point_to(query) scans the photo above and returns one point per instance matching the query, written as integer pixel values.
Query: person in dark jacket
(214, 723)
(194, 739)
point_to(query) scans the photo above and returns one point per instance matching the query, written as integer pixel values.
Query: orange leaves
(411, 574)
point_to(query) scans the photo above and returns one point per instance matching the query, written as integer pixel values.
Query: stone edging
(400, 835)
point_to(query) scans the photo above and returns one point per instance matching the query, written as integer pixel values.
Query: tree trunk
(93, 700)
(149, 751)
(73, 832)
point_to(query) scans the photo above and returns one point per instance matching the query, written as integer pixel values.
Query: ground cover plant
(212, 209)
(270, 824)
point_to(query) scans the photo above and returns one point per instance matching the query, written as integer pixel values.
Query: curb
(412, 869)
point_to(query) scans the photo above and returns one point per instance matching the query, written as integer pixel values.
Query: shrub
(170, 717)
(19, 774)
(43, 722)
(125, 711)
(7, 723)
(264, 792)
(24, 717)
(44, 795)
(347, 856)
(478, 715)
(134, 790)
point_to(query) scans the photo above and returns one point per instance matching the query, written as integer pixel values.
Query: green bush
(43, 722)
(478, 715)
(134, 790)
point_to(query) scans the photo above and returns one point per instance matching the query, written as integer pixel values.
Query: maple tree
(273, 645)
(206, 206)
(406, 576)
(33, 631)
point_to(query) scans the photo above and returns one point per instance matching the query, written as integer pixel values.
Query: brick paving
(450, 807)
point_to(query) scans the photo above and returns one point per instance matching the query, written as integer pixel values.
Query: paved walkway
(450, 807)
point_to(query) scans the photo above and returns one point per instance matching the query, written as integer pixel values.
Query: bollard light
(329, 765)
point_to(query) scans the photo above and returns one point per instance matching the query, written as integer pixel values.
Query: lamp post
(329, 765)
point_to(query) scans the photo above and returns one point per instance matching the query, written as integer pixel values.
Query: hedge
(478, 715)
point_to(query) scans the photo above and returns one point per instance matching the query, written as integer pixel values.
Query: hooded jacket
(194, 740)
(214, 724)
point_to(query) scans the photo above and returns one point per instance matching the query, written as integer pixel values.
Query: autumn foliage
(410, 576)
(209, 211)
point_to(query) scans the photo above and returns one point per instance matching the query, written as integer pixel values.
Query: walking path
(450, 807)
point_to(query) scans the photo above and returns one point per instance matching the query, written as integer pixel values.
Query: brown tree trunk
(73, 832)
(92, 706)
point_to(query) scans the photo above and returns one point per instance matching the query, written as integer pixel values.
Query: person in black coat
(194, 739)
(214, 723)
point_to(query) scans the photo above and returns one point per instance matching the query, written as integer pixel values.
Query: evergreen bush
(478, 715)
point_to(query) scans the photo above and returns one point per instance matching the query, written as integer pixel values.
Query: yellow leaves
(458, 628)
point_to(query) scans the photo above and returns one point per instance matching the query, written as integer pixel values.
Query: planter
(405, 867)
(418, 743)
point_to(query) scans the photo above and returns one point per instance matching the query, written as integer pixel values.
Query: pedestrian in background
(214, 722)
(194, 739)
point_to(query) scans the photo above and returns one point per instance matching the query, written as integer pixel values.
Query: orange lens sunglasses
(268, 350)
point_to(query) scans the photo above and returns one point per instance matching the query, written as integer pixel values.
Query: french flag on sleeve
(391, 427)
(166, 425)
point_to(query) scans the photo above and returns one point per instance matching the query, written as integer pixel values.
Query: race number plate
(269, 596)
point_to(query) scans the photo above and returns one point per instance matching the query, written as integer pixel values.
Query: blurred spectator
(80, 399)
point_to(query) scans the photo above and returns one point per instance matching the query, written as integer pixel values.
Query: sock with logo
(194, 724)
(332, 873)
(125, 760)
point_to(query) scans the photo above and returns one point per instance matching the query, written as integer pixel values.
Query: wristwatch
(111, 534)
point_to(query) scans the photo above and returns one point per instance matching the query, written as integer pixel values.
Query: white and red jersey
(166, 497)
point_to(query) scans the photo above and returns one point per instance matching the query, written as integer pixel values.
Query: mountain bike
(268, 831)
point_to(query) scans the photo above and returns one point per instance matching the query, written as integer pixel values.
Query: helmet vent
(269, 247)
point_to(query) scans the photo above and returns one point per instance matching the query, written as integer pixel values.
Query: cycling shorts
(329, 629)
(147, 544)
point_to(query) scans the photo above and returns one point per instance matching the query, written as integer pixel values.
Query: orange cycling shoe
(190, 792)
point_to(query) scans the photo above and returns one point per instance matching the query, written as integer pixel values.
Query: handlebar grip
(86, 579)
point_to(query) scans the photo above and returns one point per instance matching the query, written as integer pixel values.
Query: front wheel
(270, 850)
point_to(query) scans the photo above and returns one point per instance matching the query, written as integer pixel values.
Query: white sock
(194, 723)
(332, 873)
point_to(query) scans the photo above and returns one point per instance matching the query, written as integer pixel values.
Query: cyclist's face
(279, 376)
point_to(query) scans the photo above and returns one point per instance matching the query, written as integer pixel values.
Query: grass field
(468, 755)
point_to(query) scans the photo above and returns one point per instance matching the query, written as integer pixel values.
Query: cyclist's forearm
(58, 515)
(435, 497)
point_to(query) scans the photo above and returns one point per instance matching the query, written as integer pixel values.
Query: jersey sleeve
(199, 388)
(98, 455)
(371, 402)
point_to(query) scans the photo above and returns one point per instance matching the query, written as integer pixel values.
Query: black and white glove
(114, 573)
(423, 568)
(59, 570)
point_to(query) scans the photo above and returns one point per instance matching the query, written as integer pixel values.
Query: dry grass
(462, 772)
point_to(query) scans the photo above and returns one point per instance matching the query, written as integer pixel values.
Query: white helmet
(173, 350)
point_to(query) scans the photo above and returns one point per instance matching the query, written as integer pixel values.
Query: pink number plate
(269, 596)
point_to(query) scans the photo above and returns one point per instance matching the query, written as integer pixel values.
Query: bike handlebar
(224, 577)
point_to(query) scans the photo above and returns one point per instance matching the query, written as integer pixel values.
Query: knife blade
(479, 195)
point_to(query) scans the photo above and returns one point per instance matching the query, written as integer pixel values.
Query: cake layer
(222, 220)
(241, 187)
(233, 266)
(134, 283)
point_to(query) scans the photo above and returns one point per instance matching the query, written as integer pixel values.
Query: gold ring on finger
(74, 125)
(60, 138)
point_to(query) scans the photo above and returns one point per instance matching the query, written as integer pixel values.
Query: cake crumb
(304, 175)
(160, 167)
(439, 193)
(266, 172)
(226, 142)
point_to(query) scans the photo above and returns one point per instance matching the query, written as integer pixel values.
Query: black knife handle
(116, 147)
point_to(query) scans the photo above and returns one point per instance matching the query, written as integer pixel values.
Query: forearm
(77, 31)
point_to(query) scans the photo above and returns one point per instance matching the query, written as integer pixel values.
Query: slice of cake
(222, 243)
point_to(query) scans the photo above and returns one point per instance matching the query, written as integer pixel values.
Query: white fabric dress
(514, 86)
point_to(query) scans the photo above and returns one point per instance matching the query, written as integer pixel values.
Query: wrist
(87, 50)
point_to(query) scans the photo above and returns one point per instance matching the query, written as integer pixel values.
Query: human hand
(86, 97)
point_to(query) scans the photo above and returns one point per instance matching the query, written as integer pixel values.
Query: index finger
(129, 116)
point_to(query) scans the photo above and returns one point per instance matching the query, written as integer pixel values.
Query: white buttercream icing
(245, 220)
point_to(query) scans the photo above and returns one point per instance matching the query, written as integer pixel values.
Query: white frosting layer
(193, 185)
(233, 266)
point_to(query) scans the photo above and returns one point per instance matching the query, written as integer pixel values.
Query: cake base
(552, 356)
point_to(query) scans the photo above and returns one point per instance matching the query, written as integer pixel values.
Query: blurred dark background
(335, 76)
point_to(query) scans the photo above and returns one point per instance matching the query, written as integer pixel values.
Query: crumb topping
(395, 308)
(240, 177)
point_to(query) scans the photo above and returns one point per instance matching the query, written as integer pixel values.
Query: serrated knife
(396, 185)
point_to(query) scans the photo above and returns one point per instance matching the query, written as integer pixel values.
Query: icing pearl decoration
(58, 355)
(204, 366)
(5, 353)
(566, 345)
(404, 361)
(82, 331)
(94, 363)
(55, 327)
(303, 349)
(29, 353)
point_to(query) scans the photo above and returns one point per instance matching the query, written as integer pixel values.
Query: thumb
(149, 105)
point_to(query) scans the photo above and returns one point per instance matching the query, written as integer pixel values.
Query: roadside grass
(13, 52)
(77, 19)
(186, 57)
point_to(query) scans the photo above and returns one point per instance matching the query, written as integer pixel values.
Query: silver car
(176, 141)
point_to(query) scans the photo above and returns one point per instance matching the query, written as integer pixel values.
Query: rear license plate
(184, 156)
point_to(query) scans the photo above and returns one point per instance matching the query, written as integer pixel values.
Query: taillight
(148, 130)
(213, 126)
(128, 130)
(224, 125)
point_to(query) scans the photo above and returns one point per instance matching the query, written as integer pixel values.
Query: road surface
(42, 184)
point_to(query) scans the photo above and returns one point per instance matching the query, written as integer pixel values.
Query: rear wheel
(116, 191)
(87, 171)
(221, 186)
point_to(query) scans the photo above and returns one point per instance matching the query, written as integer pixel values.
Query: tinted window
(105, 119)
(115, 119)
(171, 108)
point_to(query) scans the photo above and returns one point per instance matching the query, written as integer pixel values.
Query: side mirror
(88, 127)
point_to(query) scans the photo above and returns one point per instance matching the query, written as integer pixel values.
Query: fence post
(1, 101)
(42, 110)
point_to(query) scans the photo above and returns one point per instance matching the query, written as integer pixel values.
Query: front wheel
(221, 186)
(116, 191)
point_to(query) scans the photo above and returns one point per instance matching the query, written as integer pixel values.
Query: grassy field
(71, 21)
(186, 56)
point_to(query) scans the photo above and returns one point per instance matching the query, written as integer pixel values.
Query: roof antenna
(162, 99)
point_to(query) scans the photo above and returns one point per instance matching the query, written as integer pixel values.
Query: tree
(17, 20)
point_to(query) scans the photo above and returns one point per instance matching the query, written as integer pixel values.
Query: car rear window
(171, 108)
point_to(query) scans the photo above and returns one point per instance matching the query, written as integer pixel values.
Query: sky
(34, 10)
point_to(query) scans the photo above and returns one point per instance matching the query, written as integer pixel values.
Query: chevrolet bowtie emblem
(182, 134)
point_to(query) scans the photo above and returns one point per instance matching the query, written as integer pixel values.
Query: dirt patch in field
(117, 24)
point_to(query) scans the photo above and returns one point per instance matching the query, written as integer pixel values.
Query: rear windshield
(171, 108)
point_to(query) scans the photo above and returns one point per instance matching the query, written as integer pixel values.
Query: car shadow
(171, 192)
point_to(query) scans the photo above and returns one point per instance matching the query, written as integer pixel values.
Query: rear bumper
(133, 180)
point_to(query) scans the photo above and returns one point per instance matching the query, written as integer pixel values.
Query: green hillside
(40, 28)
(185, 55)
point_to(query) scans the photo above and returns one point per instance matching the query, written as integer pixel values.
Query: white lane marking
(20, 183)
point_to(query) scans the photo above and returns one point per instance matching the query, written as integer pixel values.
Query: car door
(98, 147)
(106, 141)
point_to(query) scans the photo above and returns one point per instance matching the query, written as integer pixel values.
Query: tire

------------------------------------------------------------

Lines before the one containing "Query: rear bumper" are not wanted; please set down that line and every line after it through the end of the material, exactly.

Query: rear bumper
(133, 180)
point_to(query) scans the photo above and returns one point per instance matching the query, written as integer pixel values.
Query: green hillside
(40, 28)
(185, 55)
point_to(query) scans the photo above and returns one point per instance matching the query, written as integer pixel values.
Query: white lane marking
(20, 183)
point_to(query) scans the photo above and returns one point per instance matching the query, written as integer pixel values.
Query: car door
(98, 147)
(106, 141)
point_to(query) scans the photo above and returns one point per instance matching the query, written as integer pixel values.
Query: tire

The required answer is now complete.